--- START OF Extract provided ---
I can say this is true of me as well. It is more odd, to explain, in myself however, considering my auxiliary function is introverted and therefore supposedly invisible. As a small child I could have been mistaken for an INXJ, easily. Now, my auxiliary function, I would say compliments my dominant function to a degree that I sometimes appear to use Ne, instead of Te+Ni (simultaneous). I have often been mistaken for a "Deep ESTJ". Whichever that indicates.


----------



## Simo (Feb 23, 2011)

Sungiant said:


> Now, my auxiliary function, I would say compliments my dominant function to a degree that I sometimes appear to use Ne, instead of Te+Ni (simultaneous).


Could you please elaborate? Do you mean a combination of Te dominant and Ni auxiliary appears as Ne? How? I am interested to know more about this. 

Thanks!


----------



## Sungiant (Mar 31, 2011)

> Could you please elaborate? Do you mean a combination of Te dominant and Ni auxiliary appears as Ne? How? I am interested to know more about this.


I do not think it "appears" as Ne, but I think if you do not understand the cognitive functions completely in depth, it is easy to mistake. I use Te to order Ni, so I extend Ni outward from myself into the world using Te. I can follow multiple paths at the same time, I can relate it with the outside world because Te is an objective function, and Se is my tertiary. When I describe this to people I am often assumed to be using Te and Ne (ESTJ), when really I am using Te to work with Ni (ENTJ). I can tell the difference by the way my mind behaves without external input, or without the necessity for me to interact with the external world. Like the rest of it, cognitive functions are preferences. I prefer to use Ni, therefore I am Ni auxiliary.


----------



## Simo (Feb 23, 2011)

Tridentus said:


> remember being 3 years old and being enthusiastic at maths where my friend found it pointless and was bad.


I always hated math (except for geometry) and was bad at it in spite of being an INTP.


----------



## Up and Away (Mar 5, 2011)

spiked-essays | Essay | The myth of 'infant determinism'

I think they are calling infant determinism a myth because what happens to us in our first couple years might not effect our IQ, Socioeconomicstatus, are stability, etc...

But I think it most certainly effects our personality.


----------



## Perseus (Mar 7, 2009)
--- END OF Extract provided ---
--- START OF Materials provided ---
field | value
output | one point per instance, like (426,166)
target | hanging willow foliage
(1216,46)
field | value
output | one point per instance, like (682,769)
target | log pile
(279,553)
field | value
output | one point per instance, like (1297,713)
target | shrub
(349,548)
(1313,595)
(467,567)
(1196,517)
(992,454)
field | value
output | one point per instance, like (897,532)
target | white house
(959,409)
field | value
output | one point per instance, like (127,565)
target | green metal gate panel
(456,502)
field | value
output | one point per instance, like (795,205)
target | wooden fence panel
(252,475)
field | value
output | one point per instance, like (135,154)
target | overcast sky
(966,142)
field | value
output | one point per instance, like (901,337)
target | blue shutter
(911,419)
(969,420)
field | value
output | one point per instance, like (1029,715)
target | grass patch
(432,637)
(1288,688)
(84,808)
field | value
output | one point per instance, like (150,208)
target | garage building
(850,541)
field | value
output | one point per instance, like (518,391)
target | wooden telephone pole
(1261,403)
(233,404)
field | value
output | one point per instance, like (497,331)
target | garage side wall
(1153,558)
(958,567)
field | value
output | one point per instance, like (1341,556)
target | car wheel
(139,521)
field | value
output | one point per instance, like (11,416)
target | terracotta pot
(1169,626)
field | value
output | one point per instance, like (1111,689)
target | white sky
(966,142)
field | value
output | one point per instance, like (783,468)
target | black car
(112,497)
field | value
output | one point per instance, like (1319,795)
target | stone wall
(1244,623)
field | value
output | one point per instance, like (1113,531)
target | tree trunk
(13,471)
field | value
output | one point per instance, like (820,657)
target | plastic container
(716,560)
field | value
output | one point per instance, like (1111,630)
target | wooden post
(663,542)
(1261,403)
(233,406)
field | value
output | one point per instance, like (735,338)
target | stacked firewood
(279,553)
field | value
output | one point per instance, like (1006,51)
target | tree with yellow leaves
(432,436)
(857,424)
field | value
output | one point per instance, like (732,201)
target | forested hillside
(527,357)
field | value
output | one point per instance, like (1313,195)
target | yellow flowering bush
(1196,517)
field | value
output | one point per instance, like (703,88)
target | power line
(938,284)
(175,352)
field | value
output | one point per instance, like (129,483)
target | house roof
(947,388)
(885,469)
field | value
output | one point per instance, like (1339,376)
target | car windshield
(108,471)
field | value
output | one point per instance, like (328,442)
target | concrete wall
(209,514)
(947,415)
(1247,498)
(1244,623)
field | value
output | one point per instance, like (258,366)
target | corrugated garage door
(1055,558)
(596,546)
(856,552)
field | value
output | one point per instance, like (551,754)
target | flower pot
--- END OF Materials provided ---
--- START OF Materials provided ---
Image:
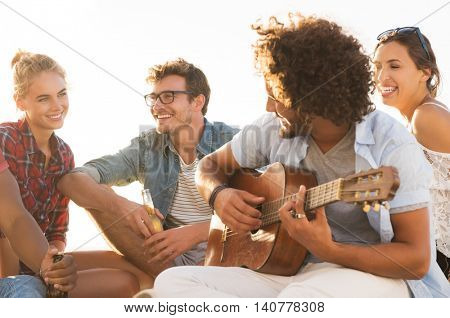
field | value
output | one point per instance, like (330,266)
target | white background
--- END OF Materials provided ---
--- START OF Materials provided ---
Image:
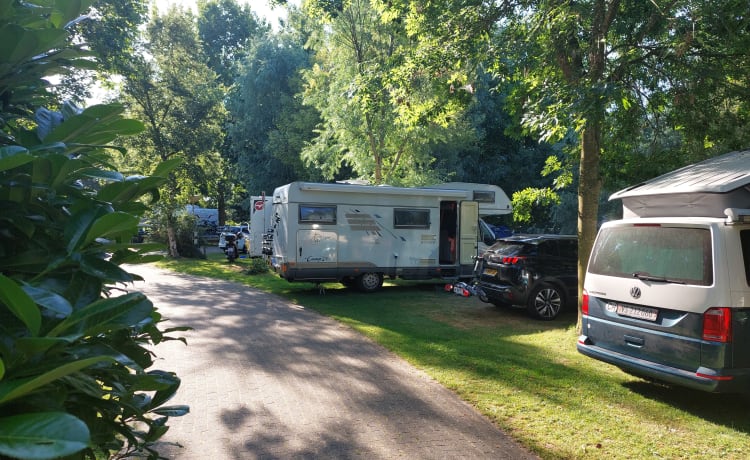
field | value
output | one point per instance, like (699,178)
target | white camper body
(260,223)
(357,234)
--- END OF Materials provided ---
## Requests
(a) List every line of the records that contains the string "yellow", matching case exactly.
(b) Continue the forum thread on personality type functions from the point where it stops.

## Results
(a)
target | tree with yellow leaves
target | yellow flowering bush

(b)
justcritic;Informative
Negative
Thinking
Picky
:)[/QUOTE said:


> This sounds like an INTJ (or an INTP putting down another INTP)


----------



## nevermore (Oct 1, 2010)

Perseus said:


> This sounds like an INTJ (or an INTP putting down another INTP)


INTP's are the informative NT's. INTJ's are the directive NT's. Thinkers are often negative, and they, well, tend to think. And Ti dominance is nitpickiness incarnate...

...which is why I wrote this post... o.o


----------



## Perseus (Mar 7, 2009)

*Judgement v Perception*



nevermore said:


> INTP's are the informative NT's. INTJ's are the directive NT's. Thinkers are often negative, and they, well, tend to think. And Ti dominance is nitpickiness incarnate...
> 
> ...which is why I wrote this post... o.o


I agree with your observations but not your conclusions. There is no reason why thinking should be reductionist (=negative). Sometimes it is, but most likely with an INTP it is not.


----------



## nevermore (Oct 1, 2010)

Perseus said:


> I agree with your observations but not your conclusions. There is no reason why thinking should be reductionist (=negative). Sometimes it is, but most likely with an INTP it is not.


By negative I meant "critical", not reductionist.

"Negative" is a word Feeling types may use to describe Thinkers because of Thinking's critical nature. It examines everything (if left to its own devices) regardless of what others may feel. So it _appears_ "negative" or adversarial, but from an INTP's point of view it's just doing its job and examining everything logically, giving privilege to nothing (though an individual INTP might and override the T function in specific situations).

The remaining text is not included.